Stated exercise A: From the entries below, pull out every line that contains the string "black", matching case exactly.

Text start

Bill Paxton, Judd Nelson, and Wayne Newton in The Dark Backward (Photo: Sony)

By Matt Brunson

(View From The Couch is a weekly column that reviews what’s new on Blu-ray, 4K, and DVD. Ratings are on a four-star scale.)

Roy Scheider in Blue Thunder (Photo: Arrow)

BLUE THUNDER (1983) / BLUE THUNDER: THE COMPLETE SERIES (1984). While no box office bonanza, Blue Thunder did well enough to inspire a television series the following year. It’s safe to say that the movie remained in theaters longer than the prime-time show remained on the air.

Text end
Material start

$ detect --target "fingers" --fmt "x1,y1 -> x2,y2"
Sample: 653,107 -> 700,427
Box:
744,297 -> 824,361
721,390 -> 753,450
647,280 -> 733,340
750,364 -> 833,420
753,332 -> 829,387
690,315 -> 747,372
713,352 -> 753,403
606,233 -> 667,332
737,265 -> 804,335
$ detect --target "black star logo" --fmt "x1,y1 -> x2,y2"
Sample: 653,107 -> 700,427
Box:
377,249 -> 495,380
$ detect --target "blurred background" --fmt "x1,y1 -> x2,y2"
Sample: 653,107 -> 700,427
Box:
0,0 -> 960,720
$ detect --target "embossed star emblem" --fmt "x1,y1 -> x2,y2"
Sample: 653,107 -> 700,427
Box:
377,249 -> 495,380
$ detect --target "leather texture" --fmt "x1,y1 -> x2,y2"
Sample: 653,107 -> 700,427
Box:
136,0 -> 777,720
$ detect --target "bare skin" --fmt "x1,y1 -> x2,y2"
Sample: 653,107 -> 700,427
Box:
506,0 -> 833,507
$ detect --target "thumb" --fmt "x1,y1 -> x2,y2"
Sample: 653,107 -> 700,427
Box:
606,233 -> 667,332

Material end
Material start

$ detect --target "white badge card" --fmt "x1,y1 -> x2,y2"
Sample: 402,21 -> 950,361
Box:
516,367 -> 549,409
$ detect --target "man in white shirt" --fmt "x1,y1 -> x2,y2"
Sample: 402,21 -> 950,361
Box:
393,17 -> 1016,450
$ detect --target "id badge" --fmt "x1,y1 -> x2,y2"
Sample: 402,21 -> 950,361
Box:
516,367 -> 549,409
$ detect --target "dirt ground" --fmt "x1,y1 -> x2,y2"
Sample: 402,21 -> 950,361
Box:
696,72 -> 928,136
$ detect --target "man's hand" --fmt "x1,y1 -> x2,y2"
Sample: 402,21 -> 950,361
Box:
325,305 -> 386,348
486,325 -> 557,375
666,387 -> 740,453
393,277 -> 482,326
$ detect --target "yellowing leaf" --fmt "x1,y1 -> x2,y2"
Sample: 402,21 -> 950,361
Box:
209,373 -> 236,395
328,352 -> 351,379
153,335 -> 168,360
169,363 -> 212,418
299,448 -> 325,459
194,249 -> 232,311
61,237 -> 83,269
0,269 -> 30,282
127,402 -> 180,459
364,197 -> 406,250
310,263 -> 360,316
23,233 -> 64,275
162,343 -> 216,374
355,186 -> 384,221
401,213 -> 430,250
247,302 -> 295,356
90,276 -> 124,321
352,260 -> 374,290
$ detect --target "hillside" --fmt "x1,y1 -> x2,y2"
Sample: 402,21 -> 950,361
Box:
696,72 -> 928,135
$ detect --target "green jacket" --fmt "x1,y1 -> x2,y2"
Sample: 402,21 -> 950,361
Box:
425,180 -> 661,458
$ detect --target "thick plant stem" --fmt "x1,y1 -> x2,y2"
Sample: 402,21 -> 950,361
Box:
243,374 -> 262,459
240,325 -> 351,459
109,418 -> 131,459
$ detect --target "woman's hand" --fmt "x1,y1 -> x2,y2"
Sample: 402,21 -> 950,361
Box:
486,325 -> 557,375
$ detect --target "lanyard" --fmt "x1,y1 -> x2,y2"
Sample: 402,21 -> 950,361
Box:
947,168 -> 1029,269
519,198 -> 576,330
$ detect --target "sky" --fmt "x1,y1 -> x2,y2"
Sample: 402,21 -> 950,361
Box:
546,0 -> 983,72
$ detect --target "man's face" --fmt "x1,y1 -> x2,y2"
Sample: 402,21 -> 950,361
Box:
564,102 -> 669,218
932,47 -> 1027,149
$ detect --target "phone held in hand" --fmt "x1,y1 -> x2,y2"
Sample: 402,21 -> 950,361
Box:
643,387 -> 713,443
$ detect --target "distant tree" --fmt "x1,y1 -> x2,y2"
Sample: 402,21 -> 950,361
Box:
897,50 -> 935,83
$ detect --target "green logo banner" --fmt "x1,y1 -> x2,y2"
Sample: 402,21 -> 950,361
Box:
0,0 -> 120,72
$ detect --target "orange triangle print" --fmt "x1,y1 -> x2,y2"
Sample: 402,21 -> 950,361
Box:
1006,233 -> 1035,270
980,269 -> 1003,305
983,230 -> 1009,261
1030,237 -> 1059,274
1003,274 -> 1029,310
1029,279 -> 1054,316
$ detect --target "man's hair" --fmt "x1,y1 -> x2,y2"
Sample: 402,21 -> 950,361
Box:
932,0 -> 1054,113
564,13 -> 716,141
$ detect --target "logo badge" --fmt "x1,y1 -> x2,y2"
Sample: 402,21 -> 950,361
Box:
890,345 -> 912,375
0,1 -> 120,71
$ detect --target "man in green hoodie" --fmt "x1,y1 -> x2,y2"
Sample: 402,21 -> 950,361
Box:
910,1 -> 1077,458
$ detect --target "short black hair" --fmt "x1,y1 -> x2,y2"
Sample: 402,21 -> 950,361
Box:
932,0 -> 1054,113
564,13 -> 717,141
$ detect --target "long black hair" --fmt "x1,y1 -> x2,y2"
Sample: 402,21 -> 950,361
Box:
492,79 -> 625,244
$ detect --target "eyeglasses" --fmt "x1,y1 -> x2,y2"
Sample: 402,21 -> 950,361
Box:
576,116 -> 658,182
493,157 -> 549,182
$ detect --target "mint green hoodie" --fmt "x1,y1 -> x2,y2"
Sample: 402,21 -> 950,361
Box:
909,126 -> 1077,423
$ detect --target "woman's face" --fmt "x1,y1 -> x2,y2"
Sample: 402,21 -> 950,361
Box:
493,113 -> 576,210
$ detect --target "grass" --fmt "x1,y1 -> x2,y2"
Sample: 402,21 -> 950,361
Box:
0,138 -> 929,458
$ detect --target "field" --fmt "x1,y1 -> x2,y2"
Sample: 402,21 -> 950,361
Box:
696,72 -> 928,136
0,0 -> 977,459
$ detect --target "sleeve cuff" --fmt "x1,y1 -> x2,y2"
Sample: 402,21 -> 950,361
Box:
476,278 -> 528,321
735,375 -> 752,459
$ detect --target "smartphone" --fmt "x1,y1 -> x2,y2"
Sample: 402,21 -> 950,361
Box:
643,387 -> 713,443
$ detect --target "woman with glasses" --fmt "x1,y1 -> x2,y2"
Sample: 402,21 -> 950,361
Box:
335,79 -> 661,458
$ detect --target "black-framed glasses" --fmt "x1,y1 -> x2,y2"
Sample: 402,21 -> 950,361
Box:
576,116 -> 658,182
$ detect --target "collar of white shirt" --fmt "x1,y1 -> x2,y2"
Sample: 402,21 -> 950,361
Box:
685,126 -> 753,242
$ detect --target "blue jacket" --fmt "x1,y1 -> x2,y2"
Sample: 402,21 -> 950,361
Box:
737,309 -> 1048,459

Material end

Stated exercise B: Reproduce the stretch from "Bill Paxton, Judd" through "on the air." in the home-video column above, word for word.

Output A:
$ detect --target "black star logo" --fmt "x1,y1 -> x2,y2"
$ detect --target "short black hair" --fmt "x1,y1 -> x2,y2"
$ detect --target "long black hair" --fmt "x1,y1 -> x2,y2"
$ detect --target "black-framed glasses" --fmt "x1,y1 -> x2,y2"

Output B:
Bill Paxton, Judd Nelson, and Wayne Newton in The Dark Backward (Photo: Sony)

By Matt Brunson

(View From The Couch is a weekly column that reviews what’s new on Blu-ray, 4K, and DVD. Ratings are on a four-star scale.)

Roy Scheider in Blue Thunder (Photo: Arrow)

BLUE THUNDER (1983) / BLUE THUNDER: THE COMPLETE SERIES (1984). While no box office bonanza, Blue Thunder did well enough to inspire a television series the following year. It’s safe to say that the movie remained in theaters longer than the prime-time show remained on the air.